[SOURCE TEXT]:
## start
By utilizing data structures, we are able to optimize our resource consumption, while maximizing the throughput of data over a given time period. ~~Basically, we use them to play Einstein, in a really remotely, not really related kind of way.~~ Data structures do have a lot of to do with our use of computational space and time. Here’s the major ones.

Linked List

Linear collection of data elements (nodes), each pointing to the next node by means of a pointer. Linked lists consist of a group of nodes and represent a sequence; there are three types:

Single-linked list: each node points to the next node, and the final points to null Double-linked list: each node has two pointers [P and N], where P points to the previous node and N points to the next node. The last node’s N points to null. Circular-linked list: each node points to the next, and the last node points back to the first node.

# Python

class DoublyNode:
    def __init__(self, val):
        self.val = data
        self.next = None
        self.prev = None

    def traverse(self):
        node = self # start from the head node
        while node != None:
            print node.val # access the node value
            node = node.next # move on to the next node

// PHP

$list = new SplDoublyLinkedList();
$list->push('a');
$list->push('3');
$list->push('v');
$list->push('1');
$list->push('p');
$list->rewind();

while ($list->valid()){
    echo $list->current() . PHP_EOL;
    $list->next();
}

When and why:

Linked lists save memory by only allocating the memory required for the values to be stored. In addition, nodes can live anywhere in memory as opposed to an array, where indexes live sequentially. However, this comes at the cost of look up time which is linear due to how linked lists are constructed. Each node in the chain must be checked, one at a time, for a matching value.
## end
[PROVIDED MATERIAL]:
## start
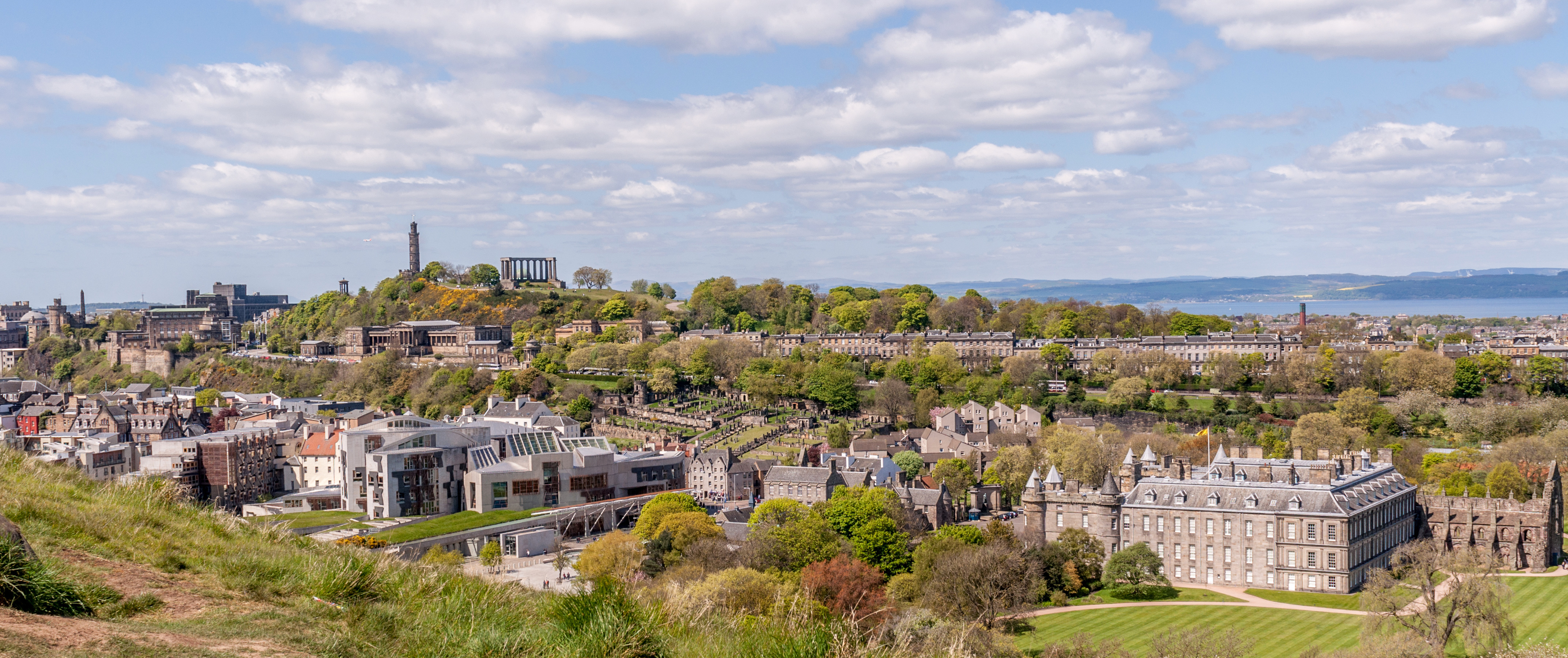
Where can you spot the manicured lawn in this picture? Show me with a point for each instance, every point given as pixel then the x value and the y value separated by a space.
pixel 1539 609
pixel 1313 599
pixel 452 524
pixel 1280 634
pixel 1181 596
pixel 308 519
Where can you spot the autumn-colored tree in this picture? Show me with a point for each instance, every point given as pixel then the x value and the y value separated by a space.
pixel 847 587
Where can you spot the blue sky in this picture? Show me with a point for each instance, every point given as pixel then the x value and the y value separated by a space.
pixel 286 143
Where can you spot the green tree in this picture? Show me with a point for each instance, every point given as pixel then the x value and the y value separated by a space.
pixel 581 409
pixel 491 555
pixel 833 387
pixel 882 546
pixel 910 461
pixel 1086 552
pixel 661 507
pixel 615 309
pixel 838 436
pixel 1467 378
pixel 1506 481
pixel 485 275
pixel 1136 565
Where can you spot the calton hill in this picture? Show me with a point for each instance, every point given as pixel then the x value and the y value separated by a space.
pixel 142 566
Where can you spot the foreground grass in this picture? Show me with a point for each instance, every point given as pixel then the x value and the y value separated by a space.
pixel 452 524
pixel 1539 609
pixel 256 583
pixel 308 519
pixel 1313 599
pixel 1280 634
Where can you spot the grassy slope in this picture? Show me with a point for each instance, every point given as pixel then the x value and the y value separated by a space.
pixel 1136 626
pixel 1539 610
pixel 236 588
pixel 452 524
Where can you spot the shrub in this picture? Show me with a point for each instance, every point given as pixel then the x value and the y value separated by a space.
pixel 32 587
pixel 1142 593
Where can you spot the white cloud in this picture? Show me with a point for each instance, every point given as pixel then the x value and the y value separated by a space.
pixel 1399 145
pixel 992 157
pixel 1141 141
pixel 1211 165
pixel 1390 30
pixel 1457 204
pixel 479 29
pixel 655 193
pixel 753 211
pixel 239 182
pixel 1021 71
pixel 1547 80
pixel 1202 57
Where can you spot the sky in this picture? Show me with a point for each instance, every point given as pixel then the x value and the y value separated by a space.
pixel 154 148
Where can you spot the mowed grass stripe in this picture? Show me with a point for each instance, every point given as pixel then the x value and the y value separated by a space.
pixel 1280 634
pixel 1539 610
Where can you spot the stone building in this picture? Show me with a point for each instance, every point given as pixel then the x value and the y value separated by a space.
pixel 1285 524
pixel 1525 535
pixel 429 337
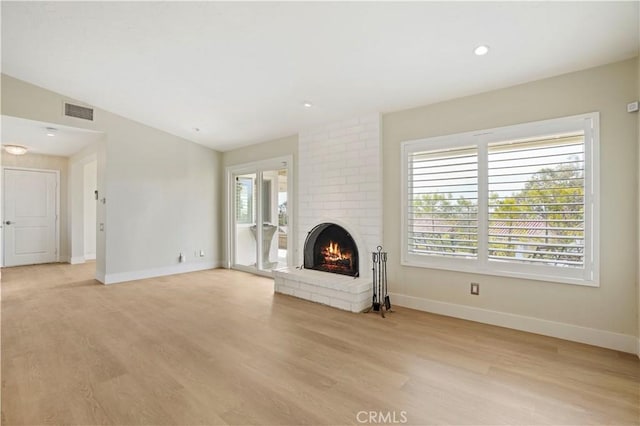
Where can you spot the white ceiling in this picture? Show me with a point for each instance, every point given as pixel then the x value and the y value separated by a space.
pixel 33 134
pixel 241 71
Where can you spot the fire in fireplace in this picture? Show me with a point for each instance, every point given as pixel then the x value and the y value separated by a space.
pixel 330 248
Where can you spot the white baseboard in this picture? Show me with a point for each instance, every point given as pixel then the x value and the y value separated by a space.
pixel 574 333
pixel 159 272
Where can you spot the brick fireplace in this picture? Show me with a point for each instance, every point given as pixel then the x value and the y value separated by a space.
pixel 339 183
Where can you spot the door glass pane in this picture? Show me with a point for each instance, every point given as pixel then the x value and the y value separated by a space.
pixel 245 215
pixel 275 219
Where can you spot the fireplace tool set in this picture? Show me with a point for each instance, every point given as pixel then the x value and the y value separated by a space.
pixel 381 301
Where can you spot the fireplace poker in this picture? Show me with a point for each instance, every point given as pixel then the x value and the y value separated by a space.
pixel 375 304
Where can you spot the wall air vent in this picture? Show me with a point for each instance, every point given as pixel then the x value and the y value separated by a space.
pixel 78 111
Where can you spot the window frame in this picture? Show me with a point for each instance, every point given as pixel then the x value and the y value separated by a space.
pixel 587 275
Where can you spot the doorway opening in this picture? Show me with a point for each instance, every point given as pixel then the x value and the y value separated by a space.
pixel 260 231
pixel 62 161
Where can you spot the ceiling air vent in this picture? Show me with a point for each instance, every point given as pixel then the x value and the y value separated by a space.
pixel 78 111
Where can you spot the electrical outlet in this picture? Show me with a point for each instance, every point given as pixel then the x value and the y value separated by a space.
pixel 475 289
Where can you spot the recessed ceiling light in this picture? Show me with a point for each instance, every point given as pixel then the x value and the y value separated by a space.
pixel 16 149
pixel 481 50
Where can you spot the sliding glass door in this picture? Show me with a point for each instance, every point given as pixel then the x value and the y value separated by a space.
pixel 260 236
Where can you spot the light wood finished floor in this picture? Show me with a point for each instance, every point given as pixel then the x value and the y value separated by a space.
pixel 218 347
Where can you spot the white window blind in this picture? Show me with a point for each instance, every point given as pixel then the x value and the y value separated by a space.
## end
[SET OF TASKS]:
A – Using the linked list text above the entries, decide whether each statement agrees with it, and answer yes or no, quoting the words that decide it: (i) In a circular-linked list, the last node points back to the first node. (ii) Like array indexes, the nodes of a linked list must sit one after another in memory. (iii) Looking up a value in a linked list takes linear time.
B – Carry on the text about data structures and linked lists, starting right after its final sentence.

[RESPONSES IN ORDER]:
A –
(i) Yes: "each node points to the next, and the last node points back to the first node."
(ii) No: "nodes can live anywhere in memory as opposed to an array, where indexes live sequentially."
(iii) Yes: "this comes at the cost of look up time which is linear due to how linked lists are constructed."

B –
Time Complexity:
  Access: O(n)
  Search: O(n)
  Insert: O(1)
  Remove: O(1)

Stack

A collection of elements with two principal operations: push (add/append) and pop (remove). Stacks are LIFO (last in, first out) data structures.

# Python

stack = ['First', 'Second', 'Third']
stack.append('Fourth')
stack.append('Fifth')
print(stack)
print(stack.pop())
print(stack)
print(stack.pop())
print(stack)

# Output:
['First', 'Second', 'Third', 'Fourth', 'Fifth']
Fifth
['First', 'Second', 'Third', 'Fourth']
Fourth
['First', 'Second', 'Third']

// PHP
$stack = ['First', 'Second', 'Third'];
array_push('Fourth');
array_push('Fifth');

var_dump($stack);
array_pop($stack);
var_dump($stack);
array_pop($stack);

// Output:
array(5) {
  [0] =>
  string(5) "First"
  [1] =>
  string(6) "Second"
  [2] =>
  string(5) "Third"
  [3] =>
  string(6) "Fourth"
  [4] =>
  string(5) "Fifth"
}
array(4) {
  [0] =>
  string(5) "First"
  [1] =>
  string(6) "Second"
  [2] =>
  string(5) "Third"
  [3] =>
  string(6) "Fourth"
}
array(3) {
  [0] =>
  string(5) "First"
  [1] =>
  string(6) "Second"
  [2] =>
  string(5) "Third"
}

Note: As of PHP 7, PHP now offers various data structures as an alternative to arrays. See requirements and installation for more information.

When and why:

Stacks are useful for back tracing access to previous elements or operations and matching recursive elements or operations. Consider the Undo functionality in your code editor – stacks work very simliarly to that (and that’s where the usefulness comes in).

Time Complexity:
  Access: O(n)
  Search: O(n)
  Insert: O(1)
  Remove: O(1)

Queue

A collection of elements supporting two operations, enqueue and dequeue. Queues are FIFO (first in, first out) data structures. You can think of a queue as a pipeline, or single lane road, where the first item to enter is the first to leave, ad infinitum.

# Python

from collections import deque
queue = deque(['Fourth', 'Third', 'Second', 'First'])
print(queue)
queue.append('Fifth')
print(queue)
queue.append('Sixth')
print(queue)
print(queue.popleft())
print(queue.popleft())
print(queue)

# Output
deque(['Fourth', 'Third', 'Second', 'First'])
deque(['Fourth', 'Third', 'Second', 'First', 'Fifth'])
deque(['Fourth', 'Third', 'Second', 'First', 'Fifth', 'Sixth'])
Fourth
Third
deque(['Second', 'First', 'Fifth', 'Sixth'])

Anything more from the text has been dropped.